Entries from a dataset

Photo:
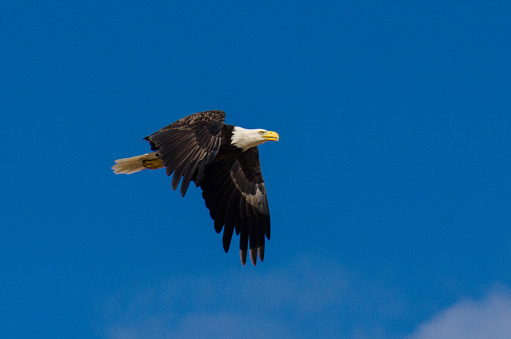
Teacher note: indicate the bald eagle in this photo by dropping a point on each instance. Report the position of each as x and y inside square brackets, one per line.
[224, 161]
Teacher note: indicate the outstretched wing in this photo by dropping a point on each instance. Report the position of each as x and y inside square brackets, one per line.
[234, 191]
[188, 145]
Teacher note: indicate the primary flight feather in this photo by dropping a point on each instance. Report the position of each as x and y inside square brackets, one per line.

■ **PROBLEM TO SOLVE**: Write out every line of the entries above word for word, leaving out the pictures.

■ **REPLY TO THE TASK**:
Photo:
Teacher note: indicate the bald eagle in this photo by dropping a point on each instance. Report the position of each as x and y inside square brackets, one per line.
[224, 161]
Teacher note: indicate the outstretched wing in this photo by dropping a point on each instance. Report the position of each as x and y inside square brackets, one per line.
[234, 191]
[188, 145]
Teacher note: indicate the primary flight feather in this photo by dropping a point on each instance. Report the position of each as x and y inside square brackets, one per line.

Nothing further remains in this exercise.